Given task = Continue the passage on sintering tantalum diboride, picking up after its final sentence.

Given text =

........

In [26], tantalum diboride (TaB2) with a relative density of \(\approx\)94% was obtained by combining SHS and SPS techniques, and the SHS product was subjected to grinding. Higher relative density of TaB2 was not achieved even at a pressure of 60 MPa. In this case, in comparison with ZrB2, the microstructure of TaB2 samples consisted of smaller grains, which was attributed by the authors of [26],to the difference in the size of aggregates obtained after mechanical grinding of SHS products. The particle size of the ZrB2 powder was 4.58 \(\pm\)0.30 \(\mu\)m, and that of TaB2 was 1.02 \(\pm\)0.11 \(\mu\)m. Apparently, TaB2 is a more brittle material and, therefore, its mechanical grinding was more significant, which led to the formation of a fine-grained structure during subsequent sintering. The grain size distribution of TaB2 is in a narrower range in the case of sintering of the SHS product. The formation of regions with small grains (less than 10 \(\mu\)m) in reactive SPS was attributed by the authors to the presence of oxide and other impurities in the initial powders. During reactive sintering in a die, such impurities can cause the formation of structural inhomogeneities. In this case, the combination of SHS and SPS techniques contributes to the formation of a more uniform microstructure than in reactive sintering, which also has a positive effect on the strength properties of ceramic. The presence of pores distributed mainly in grains is associated with the presence of impurities in the initial powders, which evaporate at high temperatures during sintering.

........

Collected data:
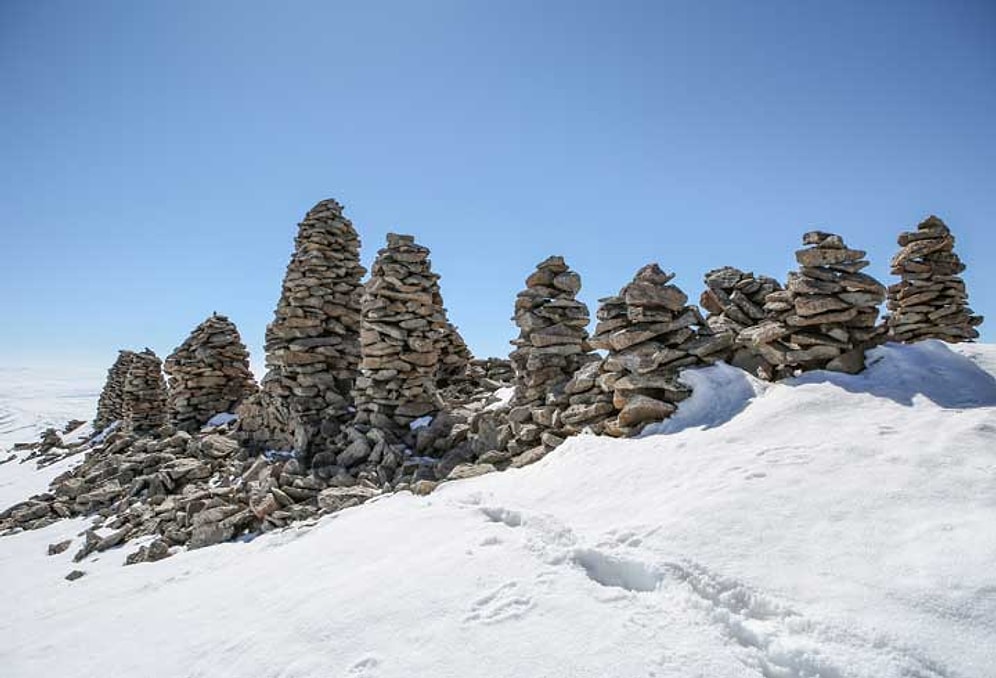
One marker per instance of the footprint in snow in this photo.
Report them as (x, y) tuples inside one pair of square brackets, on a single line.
[(364, 668), (501, 604)]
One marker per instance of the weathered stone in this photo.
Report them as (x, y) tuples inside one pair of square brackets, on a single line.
[(208, 374), (930, 302)]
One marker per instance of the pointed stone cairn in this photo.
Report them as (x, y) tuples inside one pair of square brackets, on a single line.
[(931, 301), (552, 346), (650, 333), (312, 345), (454, 357), (208, 374), (110, 406), (735, 301), (826, 317), (401, 327), (145, 408)]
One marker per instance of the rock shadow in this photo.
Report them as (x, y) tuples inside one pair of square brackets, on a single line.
[(901, 372)]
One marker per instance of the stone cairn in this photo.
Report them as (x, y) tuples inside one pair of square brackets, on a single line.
[(402, 325), (650, 333), (826, 317), (312, 345), (208, 374), (552, 346), (735, 301), (145, 409), (454, 357), (931, 301), (110, 407)]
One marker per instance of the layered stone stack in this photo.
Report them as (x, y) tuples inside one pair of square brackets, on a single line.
[(145, 407), (650, 333), (552, 346), (826, 317), (110, 406), (400, 333), (208, 374), (454, 357), (312, 345), (931, 301), (735, 301)]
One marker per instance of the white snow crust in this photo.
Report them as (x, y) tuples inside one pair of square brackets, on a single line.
[(829, 526)]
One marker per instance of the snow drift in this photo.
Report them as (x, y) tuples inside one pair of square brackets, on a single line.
[(827, 526)]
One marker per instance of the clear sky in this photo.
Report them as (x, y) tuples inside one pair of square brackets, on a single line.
[(157, 156)]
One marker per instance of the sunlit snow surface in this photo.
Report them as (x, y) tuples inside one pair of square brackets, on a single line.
[(32, 400), (830, 526)]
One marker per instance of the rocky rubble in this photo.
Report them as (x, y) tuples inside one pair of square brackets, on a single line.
[(827, 315), (110, 406), (312, 345), (208, 374), (144, 404), (185, 490), (930, 302), (552, 346)]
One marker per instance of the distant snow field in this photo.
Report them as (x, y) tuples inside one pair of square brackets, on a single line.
[(824, 527)]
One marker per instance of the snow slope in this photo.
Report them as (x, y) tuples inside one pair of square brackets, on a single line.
[(33, 399), (830, 526)]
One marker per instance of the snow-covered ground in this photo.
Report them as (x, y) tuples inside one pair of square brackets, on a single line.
[(33, 399), (831, 526)]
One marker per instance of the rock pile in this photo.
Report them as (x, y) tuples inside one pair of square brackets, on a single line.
[(186, 490), (650, 333), (552, 346), (735, 301), (826, 317), (931, 301), (402, 324), (110, 406), (145, 408), (312, 345), (208, 374)]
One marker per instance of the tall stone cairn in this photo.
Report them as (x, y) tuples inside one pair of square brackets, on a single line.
[(110, 406), (552, 346), (735, 301), (650, 333), (145, 406), (402, 325), (208, 374), (312, 345), (454, 357), (826, 317), (931, 301)]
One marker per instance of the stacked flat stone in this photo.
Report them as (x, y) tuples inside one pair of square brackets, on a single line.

........

Response to this exercise =
At room temperature, the mechanical strength of ZrB2obtained by sintering SHS products is at the same level (\(\approx\)400 MPa) as that of ZrB2 synthesized by reactive SPS [34]. For ZrB2 ceramic obtained by sintering of SHS products, the ultimate strength at a temperature of 1200°C is only 7% lower than the ultimate strength of ZrB2 synthesized in reactive SPS and is 380 MPa. The fracture toughness \(K_{Ic}\) of ZrB2 ceramic obtained using these two approaches is \(\approx\)2.2 MPa\(\,\cdot\,\)m0.5. Thus, the combination of mechanical activation, SHS, and SPS is promising for obtaining fine-grained single-phase ZrB2ceramic with low residual porosity. In [26], it is noted that the mechanical properties of TaB2 are much inferior to those of ZrB2 despite the smaller grain size, and this is attributed to the higher porosity of TaB2 samples.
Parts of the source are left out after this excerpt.